TASK INPUTS
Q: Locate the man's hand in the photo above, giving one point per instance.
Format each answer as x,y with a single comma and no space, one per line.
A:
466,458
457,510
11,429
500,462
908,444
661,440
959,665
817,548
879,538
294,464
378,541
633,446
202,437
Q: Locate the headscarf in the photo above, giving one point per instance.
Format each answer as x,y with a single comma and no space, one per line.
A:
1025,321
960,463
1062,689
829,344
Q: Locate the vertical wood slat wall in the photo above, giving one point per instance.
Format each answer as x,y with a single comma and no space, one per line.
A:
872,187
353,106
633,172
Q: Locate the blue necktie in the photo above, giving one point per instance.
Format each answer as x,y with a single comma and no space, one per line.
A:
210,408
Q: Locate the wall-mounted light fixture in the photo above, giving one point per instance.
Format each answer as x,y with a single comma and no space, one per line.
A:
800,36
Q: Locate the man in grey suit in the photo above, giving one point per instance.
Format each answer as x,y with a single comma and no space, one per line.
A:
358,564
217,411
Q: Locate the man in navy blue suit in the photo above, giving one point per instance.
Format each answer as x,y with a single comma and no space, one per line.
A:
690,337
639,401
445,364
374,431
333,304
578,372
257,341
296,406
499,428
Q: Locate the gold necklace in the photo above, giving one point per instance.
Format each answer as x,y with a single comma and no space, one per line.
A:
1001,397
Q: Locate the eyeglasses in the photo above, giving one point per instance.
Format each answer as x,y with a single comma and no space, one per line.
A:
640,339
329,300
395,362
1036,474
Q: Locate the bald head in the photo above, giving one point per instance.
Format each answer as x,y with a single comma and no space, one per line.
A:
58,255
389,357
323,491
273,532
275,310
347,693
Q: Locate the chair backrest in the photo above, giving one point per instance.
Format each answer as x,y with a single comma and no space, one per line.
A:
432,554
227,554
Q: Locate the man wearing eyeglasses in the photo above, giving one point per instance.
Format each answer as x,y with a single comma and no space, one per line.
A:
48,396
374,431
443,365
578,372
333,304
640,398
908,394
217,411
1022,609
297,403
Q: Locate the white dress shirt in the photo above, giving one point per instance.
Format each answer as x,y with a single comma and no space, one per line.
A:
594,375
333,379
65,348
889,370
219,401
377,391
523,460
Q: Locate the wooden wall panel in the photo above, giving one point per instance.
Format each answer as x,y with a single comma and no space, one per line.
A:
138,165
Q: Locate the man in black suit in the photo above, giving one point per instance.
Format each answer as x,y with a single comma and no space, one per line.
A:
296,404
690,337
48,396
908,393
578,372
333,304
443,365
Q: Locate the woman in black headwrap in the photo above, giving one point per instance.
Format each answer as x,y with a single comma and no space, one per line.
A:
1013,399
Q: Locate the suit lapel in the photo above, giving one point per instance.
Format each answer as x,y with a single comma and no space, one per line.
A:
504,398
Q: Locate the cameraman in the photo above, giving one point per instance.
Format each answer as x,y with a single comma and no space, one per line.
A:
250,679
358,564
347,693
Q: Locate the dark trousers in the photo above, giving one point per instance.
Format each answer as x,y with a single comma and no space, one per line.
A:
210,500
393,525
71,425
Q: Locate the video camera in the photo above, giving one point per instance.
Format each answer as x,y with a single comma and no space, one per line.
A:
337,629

REQUIREMENT
Return every record above exactly as it appears.

TASK RESPONSE
Q: Locate the man's hand in the photo above, giving one point per instance.
Format each answer as x,y with a single comma and no space, one per line.
A:
466,458
457,510
11,429
500,462
908,444
661,440
959,665
817,548
879,538
294,464
378,541
633,446
202,437
Q: Locate the headscarf in the photo above, giving one point per instance.
Format each answer as x,y with a single comma and no space, one per line.
A:
1025,321
960,463
1062,689
829,344
Q: Locate the vertical wood slat wall in the photo above, giving one point per instance.
Format each answer as x,y with a single comma and no space, one per line.
A:
872,187
353,106
633,172
Q: Locate the blue necktie in the photo above, giving one point per instance.
Format each answer as x,y with a single comma and no space, one per line.
A:
210,408
Q: Locate the wall-mounted light fixture in the photo above, giving one point per instance.
Format each answer as x,y with a single comma and no space, one per line.
A:
800,36
Q: Locate the man in grey suit in the photo above, giving one point per instance.
Format each answer as x,y with a single comma and no space, one per line.
A:
358,564
217,411
Q: Locate the man in navy blue suit in the photo above, giving one point per instance.
Format each answer as x,y with a single comma and no space, one per line.
A:
690,337
639,401
445,364
374,431
333,304
578,372
257,341
296,406
499,428
Q: Locate the gold necklace in the photo above, giving one point per instance.
Format each answer as x,y with a single comma and no space, one per line.
A:
1001,397
Q: Locate the eyeglasses in the photo above, giving one point per instance.
Format each answer as x,y with a single comma and no space, one per line.
A:
640,339
329,300
395,362
1036,474
Q: Locate the bald head in the photo above, giving one point per instance.
Format each answer as x,y with a single comma and no space, one per line.
A:
58,255
389,357
323,491
273,532
275,310
347,693
Q: Locate the chair backrest in the photo above, giving one point per instance.
Format each answer as x,y with a single comma and no space, one per line.
A:
432,554
227,554
Q: Locate the man wearing eyeglasses in the photo above, giving one point per instance.
Format each answer as x,y with a single comma and no space, one per line.
A:
48,396
374,431
443,365
578,372
333,304
640,398
908,394
217,411
1022,609
297,403
Q: Locate the white dress shirt in the photo above, giving one point per instance.
Format each answer as x,y with a single comma and no space, one per line.
A:
594,375
333,379
65,348
889,370
219,401
377,391
523,460
Q: Locate the wooden wall panel in the photo above, giving one point per instance.
Format each answer as x,y with a single comma and no space, one per line.
A:
138,165
Q: Locate the man in black suit in the photo above, giving one point per instance.
Format each answer as x,y with a single comma and no space, one per line.
A:
296,404
690,337
48,396
908,393
578,372
333,304
443,365
Q: Locate the woman in black headwrap in the photo above, giving one point per instance.
Format each answer as x,y with a single comma and no space, one per line.
A:
1013,399
Q: Locate the suit lapel in the photo above, giving one point per instance.
Format each answer as x,y with a single comma and no space, one per line.
A:
504,398
Q: Locate the cameraman in the photo above, giving one point per instance.
Format each answer as x,y with a single comma and no space, one per line.
A:
250,679
358,564
347,693
Q: Locate the dark trousers in the photo above, giving one point per instance.
Format each answer as x,y with a single comma and no space, one per line.
A:
210,500
393,525
71,425
Q: Locate the video camera in the photo above, giving one point per instance.
Format each answer as x,y with a single comma and no space, one per line.
A:
337,629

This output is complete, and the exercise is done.